:: PAGE TEXT ::
__________
Reflections on OpenAI (via) Calvin French-Owen spent just over a year working at OpenAI, during which time the organization grew from 1,000 to 3,000 people and Calvin found himself in "the top 30% by tenure".
His reflections on leaving are fascinating - absolutely crammed with detail about OpenAI's internal culture that I haven't seen described anywhere else before.
I think of OpenAI as an organization that started like Los Alamos. It was a group of scientists and tinkerers investigating the cutting edge of science. That group happened to accidentally spawn the most viral consumer app in history. And then grew to have ambitions to sell to governments and enterprises.
There's a lot in here, and it's worth spending time with the whole thing. A few points that stood out to me below.
__________
:: Photo-based referring expression data ::
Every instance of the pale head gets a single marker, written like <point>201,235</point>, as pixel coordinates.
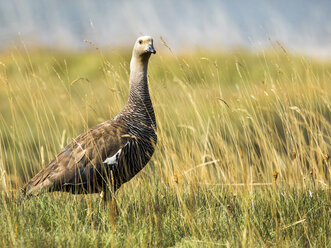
<point>143,47</point>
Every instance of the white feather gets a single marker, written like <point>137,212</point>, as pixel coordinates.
<point>113,159</point>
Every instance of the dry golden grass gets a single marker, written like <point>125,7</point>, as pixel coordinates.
<point>242,158</point>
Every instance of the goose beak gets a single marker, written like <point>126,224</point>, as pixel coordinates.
<point>150,49</point>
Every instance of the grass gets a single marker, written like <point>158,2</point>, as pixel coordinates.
<point>242,159</point>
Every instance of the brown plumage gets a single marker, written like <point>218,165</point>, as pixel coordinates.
<point>113,152</point>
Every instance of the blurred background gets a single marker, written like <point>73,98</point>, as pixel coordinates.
<point>302,26</point>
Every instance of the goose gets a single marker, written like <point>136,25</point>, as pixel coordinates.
<point>113,152</point>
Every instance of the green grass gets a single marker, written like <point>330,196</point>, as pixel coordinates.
<point>242,158</point>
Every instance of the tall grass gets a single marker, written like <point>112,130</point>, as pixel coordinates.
<point>242,158</point>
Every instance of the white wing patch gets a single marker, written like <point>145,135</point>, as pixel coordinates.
<point>113,159</point>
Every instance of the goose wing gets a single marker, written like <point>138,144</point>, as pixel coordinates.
<point>86,153</point>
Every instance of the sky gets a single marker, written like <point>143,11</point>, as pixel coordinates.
<point>302,26</point>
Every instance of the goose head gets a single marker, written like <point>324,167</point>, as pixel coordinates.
<point>144,47</point>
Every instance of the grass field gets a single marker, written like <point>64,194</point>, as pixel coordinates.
__________
:: WORK REQUIRED ::
Rewrite the part of the reflections on OpenAI that opens with the words containing "His reflections on" and closes with "to me below.", swapping "Los Alamos" for "Bell Labs".

:: SOLUTION TO THE EXERCISE ::
His reflections on leaving are fascinating - absolutely crammed with detail about OpenAI's internal culture that I haven't seen described anywhere else before.
I think of OpenAI as an organization that started like Bell Labs. It was a group of scientists and tinkerers investigating the cutting edge of science. That group happened to accidentally spawn the most viral consumer app in history. And then grew to have ambitions to sell to governments and enterprises.
There's a lot in here, and it's worth spending time with the whole thing. A few points that stood out to me below.